■ PROBLEM TO SOLVE: What lines in the records below contain the string "steel"? Copy every one.
:: TASK INPUTS ::
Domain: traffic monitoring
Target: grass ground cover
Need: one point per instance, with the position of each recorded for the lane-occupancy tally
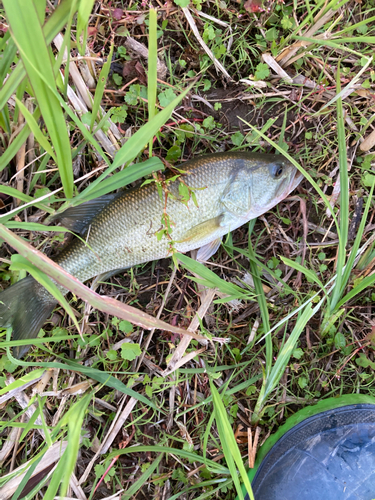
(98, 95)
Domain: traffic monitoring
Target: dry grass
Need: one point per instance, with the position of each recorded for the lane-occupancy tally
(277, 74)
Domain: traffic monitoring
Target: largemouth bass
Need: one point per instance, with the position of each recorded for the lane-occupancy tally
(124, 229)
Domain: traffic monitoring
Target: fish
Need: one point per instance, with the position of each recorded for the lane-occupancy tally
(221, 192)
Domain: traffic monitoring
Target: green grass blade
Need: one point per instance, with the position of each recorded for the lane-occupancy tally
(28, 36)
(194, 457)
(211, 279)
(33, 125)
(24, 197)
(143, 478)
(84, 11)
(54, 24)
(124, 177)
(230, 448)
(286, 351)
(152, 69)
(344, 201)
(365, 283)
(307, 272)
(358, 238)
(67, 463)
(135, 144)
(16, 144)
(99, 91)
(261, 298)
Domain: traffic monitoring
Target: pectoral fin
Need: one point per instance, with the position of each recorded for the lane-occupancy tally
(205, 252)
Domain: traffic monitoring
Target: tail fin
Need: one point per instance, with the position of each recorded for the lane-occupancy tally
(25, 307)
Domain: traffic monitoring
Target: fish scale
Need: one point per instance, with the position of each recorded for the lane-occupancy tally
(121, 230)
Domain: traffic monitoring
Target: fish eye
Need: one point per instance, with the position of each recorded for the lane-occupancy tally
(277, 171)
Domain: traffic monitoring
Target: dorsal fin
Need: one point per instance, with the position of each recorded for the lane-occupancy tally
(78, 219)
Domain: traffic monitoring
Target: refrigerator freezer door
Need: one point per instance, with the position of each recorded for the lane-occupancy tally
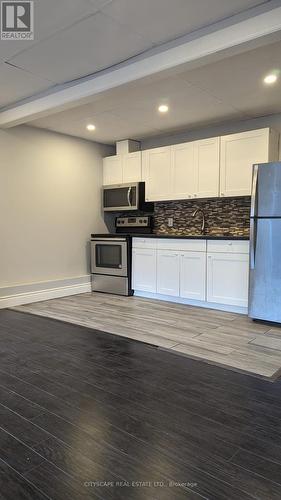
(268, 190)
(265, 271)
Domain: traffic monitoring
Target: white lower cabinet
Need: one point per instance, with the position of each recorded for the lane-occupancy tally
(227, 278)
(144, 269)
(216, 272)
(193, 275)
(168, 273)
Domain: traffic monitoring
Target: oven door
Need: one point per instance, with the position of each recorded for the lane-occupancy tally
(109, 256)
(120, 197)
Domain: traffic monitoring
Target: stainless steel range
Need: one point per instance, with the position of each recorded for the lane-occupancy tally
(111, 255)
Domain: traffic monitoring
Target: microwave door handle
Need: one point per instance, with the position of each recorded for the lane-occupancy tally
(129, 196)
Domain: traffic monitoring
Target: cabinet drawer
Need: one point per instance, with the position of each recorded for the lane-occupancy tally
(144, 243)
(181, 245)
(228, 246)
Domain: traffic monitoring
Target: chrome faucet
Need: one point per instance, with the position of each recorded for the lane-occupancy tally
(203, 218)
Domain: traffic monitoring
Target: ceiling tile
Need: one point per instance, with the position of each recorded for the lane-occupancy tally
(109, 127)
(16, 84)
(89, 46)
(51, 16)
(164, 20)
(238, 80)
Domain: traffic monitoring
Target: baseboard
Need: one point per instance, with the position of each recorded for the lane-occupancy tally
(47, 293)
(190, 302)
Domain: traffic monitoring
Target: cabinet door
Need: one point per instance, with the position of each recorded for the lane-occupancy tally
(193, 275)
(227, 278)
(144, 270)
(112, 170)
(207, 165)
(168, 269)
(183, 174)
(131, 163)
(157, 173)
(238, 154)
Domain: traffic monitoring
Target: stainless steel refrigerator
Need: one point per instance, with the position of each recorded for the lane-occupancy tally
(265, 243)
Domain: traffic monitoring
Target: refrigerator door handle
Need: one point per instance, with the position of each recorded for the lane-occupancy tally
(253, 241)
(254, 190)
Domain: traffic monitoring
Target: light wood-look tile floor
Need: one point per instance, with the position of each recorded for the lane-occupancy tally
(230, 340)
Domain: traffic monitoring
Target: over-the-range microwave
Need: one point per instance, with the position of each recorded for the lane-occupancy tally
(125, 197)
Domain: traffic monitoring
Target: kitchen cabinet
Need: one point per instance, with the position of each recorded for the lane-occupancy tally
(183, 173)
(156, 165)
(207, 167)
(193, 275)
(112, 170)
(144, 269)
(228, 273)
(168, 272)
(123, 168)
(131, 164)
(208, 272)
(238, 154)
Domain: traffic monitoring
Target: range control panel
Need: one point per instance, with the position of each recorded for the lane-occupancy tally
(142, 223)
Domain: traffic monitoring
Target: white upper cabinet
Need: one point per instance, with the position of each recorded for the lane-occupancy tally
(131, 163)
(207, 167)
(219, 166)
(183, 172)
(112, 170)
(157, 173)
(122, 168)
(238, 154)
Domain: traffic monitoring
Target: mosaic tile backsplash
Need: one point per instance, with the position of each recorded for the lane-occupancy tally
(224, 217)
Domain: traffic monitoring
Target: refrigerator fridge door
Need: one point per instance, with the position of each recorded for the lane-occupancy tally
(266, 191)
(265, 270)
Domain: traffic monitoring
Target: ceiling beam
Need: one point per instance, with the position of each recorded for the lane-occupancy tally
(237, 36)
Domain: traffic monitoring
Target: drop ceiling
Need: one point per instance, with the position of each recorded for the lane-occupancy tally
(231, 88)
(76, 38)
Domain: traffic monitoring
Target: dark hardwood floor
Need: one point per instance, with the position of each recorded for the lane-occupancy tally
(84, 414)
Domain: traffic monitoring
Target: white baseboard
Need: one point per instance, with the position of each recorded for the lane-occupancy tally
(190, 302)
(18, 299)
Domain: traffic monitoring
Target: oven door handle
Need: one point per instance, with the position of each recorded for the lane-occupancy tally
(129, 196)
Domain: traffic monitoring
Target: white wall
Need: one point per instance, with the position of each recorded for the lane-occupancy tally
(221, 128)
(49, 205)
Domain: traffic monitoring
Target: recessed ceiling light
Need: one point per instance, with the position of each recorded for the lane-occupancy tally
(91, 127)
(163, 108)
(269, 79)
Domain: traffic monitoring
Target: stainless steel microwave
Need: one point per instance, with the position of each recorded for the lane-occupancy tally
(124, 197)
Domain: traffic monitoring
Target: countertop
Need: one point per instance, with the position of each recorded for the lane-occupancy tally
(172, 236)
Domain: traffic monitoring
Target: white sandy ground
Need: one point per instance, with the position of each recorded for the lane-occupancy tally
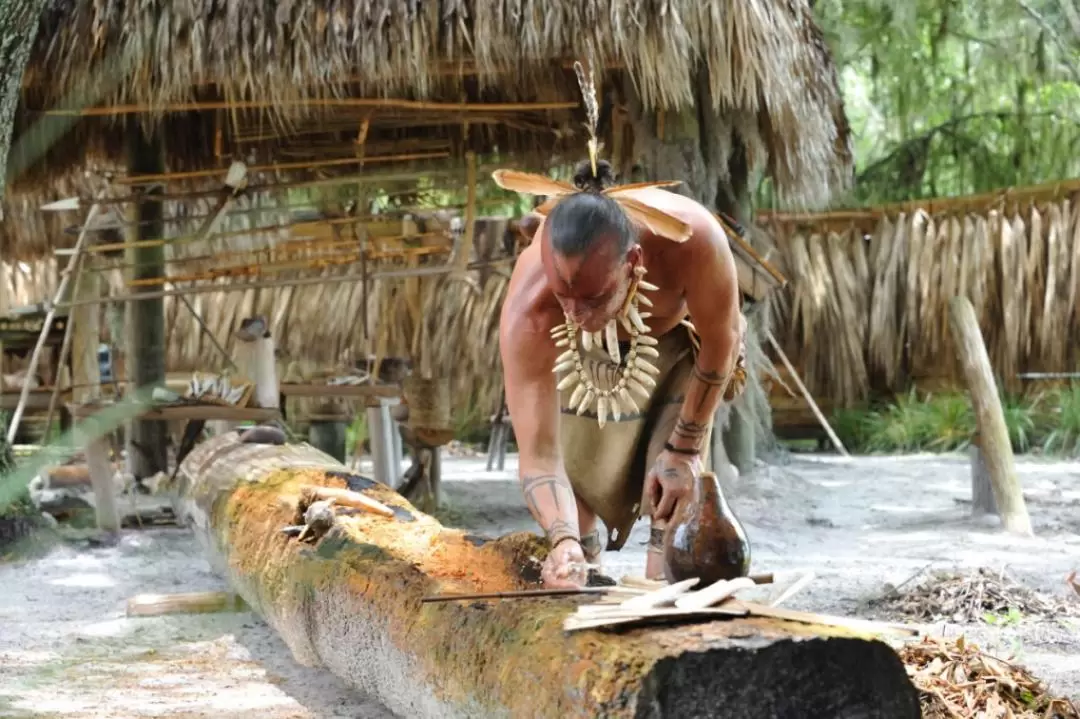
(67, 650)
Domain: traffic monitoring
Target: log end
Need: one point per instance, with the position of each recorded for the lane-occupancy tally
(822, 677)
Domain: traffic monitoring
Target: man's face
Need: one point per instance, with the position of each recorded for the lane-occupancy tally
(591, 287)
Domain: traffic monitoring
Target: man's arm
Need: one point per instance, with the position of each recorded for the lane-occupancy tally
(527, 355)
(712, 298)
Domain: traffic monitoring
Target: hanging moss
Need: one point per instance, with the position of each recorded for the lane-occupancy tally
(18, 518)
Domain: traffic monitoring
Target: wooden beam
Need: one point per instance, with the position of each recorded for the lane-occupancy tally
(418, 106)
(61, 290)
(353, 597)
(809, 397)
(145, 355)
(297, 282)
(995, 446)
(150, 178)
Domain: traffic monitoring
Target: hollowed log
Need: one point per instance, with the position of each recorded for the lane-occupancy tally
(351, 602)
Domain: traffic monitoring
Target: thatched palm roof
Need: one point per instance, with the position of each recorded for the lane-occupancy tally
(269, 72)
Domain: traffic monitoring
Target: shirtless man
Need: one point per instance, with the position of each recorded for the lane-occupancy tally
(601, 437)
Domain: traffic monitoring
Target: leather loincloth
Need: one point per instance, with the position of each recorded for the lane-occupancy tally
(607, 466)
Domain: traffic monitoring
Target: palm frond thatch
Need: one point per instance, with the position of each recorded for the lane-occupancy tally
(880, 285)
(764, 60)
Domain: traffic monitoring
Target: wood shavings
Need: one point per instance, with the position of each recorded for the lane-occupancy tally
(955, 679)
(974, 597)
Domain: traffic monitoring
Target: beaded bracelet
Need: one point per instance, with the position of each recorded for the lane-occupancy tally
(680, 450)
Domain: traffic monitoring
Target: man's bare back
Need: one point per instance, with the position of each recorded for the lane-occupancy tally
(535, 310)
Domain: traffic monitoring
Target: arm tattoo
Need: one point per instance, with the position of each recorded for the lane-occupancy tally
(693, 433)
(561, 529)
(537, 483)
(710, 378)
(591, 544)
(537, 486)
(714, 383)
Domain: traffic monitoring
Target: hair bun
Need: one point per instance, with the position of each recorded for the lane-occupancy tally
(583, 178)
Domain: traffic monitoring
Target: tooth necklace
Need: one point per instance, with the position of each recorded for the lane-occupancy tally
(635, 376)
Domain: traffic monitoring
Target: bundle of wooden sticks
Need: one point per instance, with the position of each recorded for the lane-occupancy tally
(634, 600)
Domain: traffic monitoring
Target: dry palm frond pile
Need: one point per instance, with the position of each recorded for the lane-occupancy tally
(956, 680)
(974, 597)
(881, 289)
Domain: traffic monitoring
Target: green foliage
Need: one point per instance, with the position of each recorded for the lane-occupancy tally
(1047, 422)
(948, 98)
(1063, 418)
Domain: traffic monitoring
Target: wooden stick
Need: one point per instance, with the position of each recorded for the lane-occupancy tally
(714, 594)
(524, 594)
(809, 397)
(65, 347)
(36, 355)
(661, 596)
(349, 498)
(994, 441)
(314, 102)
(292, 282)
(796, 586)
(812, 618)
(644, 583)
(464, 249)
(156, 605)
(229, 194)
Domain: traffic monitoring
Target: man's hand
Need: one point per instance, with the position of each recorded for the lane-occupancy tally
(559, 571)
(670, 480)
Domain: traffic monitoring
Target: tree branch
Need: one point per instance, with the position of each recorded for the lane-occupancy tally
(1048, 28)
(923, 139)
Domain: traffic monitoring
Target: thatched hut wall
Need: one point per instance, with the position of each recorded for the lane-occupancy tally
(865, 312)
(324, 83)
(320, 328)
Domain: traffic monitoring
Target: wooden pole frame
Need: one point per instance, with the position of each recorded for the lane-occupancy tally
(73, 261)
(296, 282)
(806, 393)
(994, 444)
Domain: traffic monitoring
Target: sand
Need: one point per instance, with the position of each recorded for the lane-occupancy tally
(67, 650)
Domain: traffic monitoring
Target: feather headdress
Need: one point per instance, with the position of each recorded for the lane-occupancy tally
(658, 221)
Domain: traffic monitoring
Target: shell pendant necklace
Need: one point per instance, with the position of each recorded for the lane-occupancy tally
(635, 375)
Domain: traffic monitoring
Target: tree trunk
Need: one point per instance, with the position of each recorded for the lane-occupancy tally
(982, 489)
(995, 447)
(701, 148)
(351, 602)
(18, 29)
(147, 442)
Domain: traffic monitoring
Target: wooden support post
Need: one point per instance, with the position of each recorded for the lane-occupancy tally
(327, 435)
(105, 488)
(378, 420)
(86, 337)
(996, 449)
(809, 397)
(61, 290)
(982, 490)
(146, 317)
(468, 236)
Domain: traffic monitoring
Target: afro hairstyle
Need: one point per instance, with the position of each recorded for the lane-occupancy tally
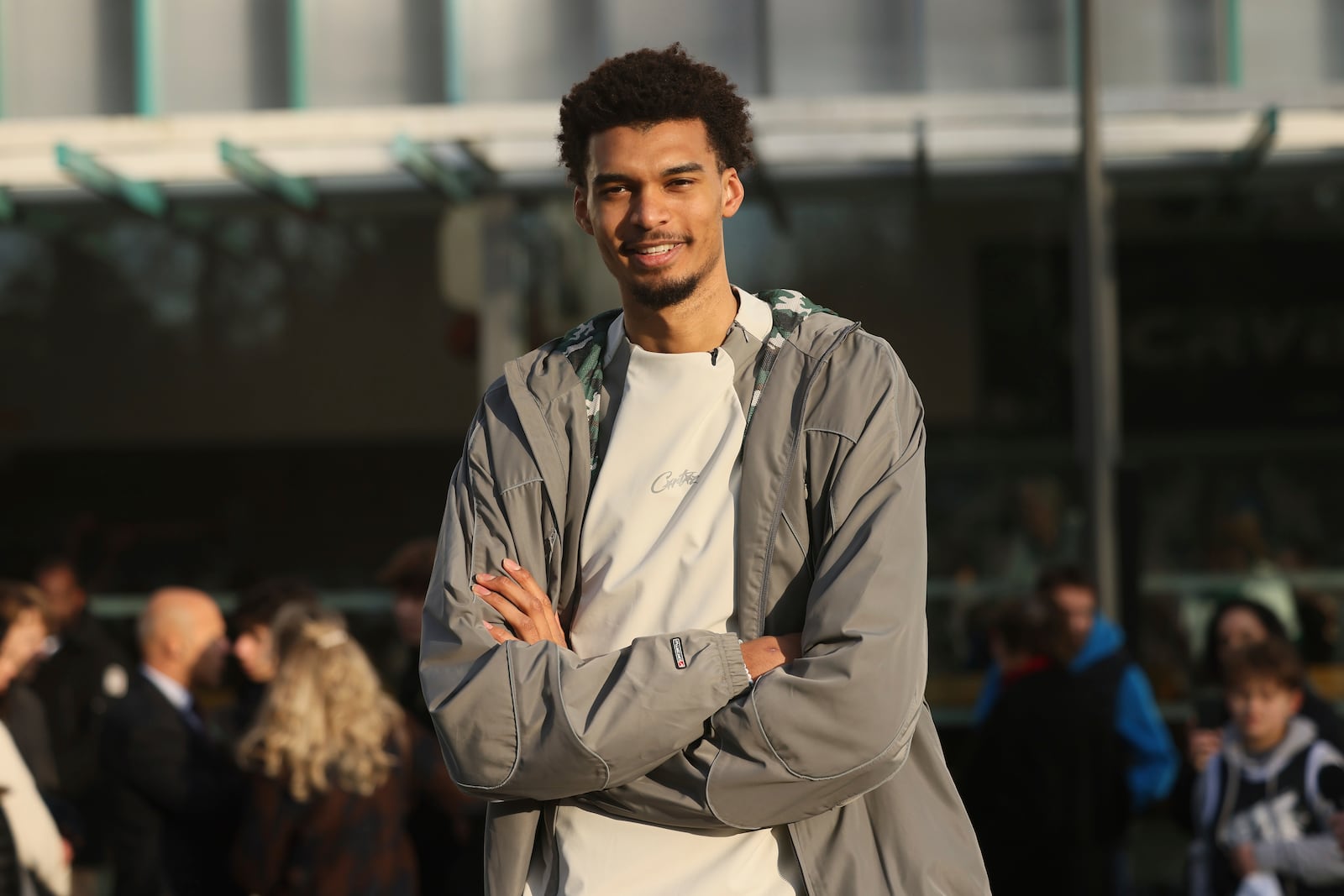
:::
■ RESPONSE TO THIS EXERCISE:
Target: stainless steel range
Target: stainless steel refrigerator
Target: stainless steel microwave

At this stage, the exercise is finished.